Image-grounded pointing data:
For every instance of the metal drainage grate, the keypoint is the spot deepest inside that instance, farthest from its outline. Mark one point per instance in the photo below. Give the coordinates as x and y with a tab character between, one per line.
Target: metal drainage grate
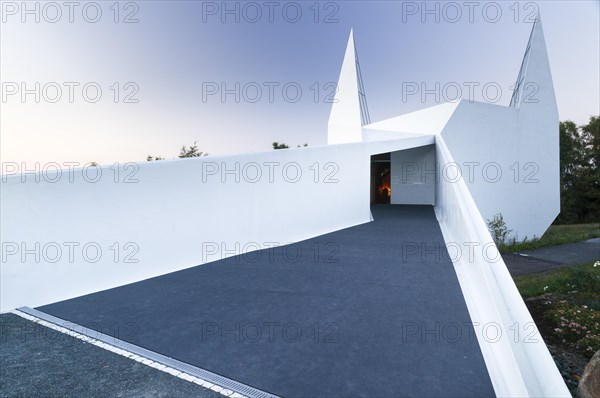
200	373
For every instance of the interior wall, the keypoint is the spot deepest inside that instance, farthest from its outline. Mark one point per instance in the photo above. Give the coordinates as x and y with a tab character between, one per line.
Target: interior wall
413	176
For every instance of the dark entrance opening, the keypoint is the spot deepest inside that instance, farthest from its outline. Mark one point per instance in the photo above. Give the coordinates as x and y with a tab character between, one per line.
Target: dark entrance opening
381	188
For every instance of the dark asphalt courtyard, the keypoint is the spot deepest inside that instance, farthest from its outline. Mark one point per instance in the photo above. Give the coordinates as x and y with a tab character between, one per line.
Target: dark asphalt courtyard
353	313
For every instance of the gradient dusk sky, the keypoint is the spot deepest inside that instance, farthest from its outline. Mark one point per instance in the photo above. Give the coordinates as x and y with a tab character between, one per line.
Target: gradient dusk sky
167	61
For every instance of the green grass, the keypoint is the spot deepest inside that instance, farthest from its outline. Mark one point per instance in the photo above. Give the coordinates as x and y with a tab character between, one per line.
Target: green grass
585	279
556	235
571	305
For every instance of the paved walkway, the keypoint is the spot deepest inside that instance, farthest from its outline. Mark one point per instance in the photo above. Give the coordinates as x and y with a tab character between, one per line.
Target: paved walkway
344	314
552	257
36	361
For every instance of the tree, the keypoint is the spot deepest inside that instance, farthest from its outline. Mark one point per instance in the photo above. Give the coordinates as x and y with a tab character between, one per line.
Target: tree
191	152
151	158
277	145
580	171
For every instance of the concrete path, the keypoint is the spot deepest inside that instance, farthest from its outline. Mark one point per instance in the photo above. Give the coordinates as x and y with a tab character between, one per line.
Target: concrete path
552	257
344	314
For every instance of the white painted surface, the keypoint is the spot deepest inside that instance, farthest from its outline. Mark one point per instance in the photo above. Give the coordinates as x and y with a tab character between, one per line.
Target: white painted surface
177	214
518	361
344	120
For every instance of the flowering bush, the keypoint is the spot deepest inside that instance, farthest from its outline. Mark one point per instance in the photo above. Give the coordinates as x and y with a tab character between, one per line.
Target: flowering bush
578	324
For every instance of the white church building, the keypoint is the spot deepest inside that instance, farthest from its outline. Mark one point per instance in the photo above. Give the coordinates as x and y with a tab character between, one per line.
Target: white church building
469	160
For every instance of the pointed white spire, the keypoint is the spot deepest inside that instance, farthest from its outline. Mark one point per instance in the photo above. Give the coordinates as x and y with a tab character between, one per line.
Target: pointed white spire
349	109
534	85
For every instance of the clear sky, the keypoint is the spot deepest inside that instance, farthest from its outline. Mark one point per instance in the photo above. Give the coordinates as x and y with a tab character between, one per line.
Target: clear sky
162	75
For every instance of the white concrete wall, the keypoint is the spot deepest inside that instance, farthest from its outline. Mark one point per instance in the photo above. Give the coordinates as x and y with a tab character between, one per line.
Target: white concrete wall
172	215
516	356
413	176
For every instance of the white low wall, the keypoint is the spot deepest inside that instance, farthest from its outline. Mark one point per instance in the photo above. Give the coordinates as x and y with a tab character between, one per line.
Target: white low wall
65	235
518	360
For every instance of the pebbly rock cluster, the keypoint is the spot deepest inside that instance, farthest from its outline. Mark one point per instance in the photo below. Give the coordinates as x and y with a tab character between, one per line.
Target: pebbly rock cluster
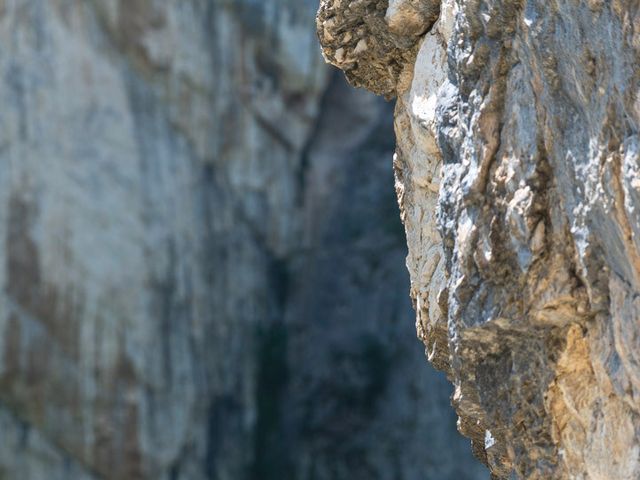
201	261
517	167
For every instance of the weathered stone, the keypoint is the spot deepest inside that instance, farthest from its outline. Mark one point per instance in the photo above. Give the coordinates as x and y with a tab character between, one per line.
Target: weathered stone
201	273
522	115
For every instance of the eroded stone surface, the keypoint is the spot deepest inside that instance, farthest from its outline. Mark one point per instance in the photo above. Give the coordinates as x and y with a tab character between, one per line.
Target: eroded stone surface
195	236
528	297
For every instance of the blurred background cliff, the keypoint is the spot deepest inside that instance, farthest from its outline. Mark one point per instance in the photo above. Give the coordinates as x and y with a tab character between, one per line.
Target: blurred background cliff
202	260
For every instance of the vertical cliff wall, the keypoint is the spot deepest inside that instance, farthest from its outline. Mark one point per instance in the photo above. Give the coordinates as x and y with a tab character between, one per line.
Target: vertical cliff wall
517	176
201	257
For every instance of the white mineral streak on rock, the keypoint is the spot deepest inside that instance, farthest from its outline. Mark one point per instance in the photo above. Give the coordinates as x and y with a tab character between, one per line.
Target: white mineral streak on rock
529	130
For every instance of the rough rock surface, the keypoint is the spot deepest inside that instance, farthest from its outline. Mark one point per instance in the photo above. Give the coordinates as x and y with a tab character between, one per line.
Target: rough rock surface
517	177
201	260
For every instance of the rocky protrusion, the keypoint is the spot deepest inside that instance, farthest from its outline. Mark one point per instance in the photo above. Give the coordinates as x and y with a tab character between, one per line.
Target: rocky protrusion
524	116
374	42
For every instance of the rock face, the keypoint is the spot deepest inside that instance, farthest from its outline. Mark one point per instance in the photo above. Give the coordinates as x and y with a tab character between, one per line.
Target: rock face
517	176
202	262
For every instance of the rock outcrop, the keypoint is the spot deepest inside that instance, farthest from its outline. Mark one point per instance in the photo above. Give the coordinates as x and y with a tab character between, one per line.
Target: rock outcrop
517	177
201	258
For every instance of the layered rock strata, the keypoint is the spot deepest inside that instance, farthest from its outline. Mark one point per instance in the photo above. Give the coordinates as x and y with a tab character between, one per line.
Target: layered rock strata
517	176
200	270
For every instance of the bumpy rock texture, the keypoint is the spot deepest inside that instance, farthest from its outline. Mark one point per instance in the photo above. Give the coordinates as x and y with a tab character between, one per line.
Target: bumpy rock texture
517	173
201	258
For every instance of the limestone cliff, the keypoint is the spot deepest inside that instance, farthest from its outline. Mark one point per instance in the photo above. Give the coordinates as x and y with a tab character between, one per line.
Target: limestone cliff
517	176
201	257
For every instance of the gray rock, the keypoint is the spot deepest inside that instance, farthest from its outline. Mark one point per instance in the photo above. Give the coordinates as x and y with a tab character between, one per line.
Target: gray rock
201	259
523	117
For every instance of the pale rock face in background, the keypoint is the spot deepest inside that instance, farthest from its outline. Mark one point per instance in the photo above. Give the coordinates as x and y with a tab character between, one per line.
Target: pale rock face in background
522	116
202	262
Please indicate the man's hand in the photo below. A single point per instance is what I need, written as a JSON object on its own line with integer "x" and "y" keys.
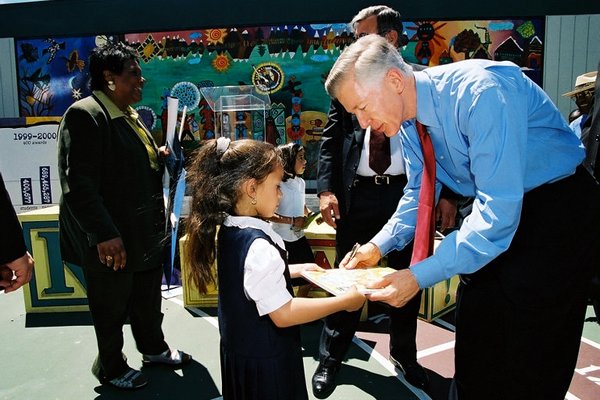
{"x": 112, "y": 253}
{"x": 367, "y": 255}
{"x": 22, "y": 268}
{"x": 329, "y": 207}
{"x": 396, "y": 288}
{"x": 445, "y": 214}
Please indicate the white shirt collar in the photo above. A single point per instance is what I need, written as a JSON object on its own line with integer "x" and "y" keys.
{"x": 256, "y": 223}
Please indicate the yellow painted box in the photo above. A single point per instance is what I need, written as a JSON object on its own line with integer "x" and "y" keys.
{"x": 55, "y": 286}
{"x": 435, "y": 301}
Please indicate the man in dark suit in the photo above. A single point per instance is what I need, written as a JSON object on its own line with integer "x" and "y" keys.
{"x": 16, "y": 264}
{"x": 358, "y": 201}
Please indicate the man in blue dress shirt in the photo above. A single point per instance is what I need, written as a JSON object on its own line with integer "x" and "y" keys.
{"x": 499, "y": 139}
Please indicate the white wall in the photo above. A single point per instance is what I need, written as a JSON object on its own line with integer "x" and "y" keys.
{"x": 9, "y": 104}
{"x": 572, "y": 47}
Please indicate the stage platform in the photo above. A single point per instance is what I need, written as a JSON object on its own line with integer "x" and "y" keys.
{"x": 48, "y": 356}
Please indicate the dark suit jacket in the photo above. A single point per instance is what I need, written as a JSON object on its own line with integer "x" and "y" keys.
{"x": 108, "y": 188}
{"x": 339, "y": 154}
{"x": 12, "y": 244}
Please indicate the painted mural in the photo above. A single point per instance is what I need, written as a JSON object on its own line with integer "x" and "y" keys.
{"x": 287, "y": 63}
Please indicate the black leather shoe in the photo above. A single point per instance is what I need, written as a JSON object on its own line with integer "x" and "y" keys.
{"x": 413, "y": 372}
{"x": 324, "y": 381}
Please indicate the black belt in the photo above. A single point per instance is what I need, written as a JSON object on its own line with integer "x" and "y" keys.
{"x": 379, "y": 179}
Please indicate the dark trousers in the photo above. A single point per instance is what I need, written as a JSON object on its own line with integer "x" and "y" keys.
{"x": 113, "y": 298}
{"x": 371, "y": 207}
{"x": 299, "y": 252}
{"x": 519, "y": 319}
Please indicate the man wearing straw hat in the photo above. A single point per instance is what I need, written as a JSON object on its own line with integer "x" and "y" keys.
{"x": 583, "y": 94}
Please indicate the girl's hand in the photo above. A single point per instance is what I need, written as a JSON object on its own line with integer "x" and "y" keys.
{"x": 354, "y": 299}
{"x": 296, "y": 269}
{"x": 299, "y": 222}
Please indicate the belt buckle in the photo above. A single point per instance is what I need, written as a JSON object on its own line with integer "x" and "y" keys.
{"x": 381, "y": 179}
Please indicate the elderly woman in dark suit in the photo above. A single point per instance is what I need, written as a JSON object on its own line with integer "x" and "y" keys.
{"x": 112, "y": 220}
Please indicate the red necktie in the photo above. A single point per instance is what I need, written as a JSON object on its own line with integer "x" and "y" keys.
{"x": 379, "y": 152}
{"x": 423, "y": 243}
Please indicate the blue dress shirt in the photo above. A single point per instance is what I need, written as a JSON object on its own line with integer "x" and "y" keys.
{"x": 496, "y": 135}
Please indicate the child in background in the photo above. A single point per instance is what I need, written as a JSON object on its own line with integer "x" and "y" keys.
{"x": 290, "y": 216}
{"x": 235, "y": 185}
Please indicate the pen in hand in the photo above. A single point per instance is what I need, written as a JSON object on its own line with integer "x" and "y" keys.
{"x": 353, "y": 251}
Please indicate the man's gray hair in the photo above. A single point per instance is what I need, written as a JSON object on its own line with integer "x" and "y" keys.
{"x": 368, "y": 60}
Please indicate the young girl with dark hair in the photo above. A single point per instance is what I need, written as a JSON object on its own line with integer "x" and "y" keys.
{"x": 235, "y": 188}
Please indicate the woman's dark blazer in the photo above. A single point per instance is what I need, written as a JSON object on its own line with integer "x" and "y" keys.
{"x": 108, "y": 189}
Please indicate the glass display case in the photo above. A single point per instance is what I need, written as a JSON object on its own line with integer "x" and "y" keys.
{"x": 240, "y": 112}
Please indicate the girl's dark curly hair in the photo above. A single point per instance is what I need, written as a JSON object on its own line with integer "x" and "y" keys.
{"x": 215, "y": 179}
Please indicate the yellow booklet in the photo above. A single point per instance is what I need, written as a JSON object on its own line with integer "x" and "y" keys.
{"x": 338, "y": 280}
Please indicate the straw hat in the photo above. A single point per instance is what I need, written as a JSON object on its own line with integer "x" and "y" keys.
{"x": 583, "y": 82}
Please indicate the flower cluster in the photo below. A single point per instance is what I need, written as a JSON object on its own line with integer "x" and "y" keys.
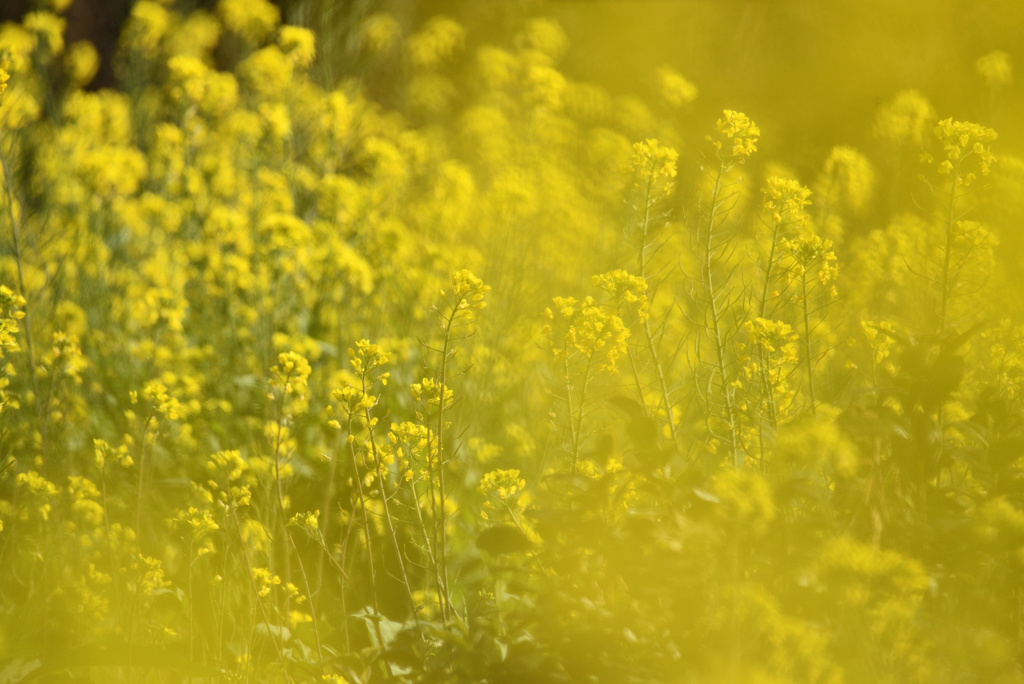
{"x": 736, "y": 136}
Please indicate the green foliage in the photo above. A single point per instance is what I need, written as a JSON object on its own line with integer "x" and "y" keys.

TASK DETAILS: Please give an exact copy of the entries above, from the line with "Target: rough rock surface" down to the line with "For every instance of the rocky", inclusive, and nothing else.

ANSWER TO THIS PROBLEM:
Target: rough rock surface
517	177
201	260
For every instance of the rocky protrusion, the keypoint is the spot deepest inside that instance, farthest from its outline. Mark one point per instance in the photo above. Give the coordinates as x and y with a tab character between, one per line.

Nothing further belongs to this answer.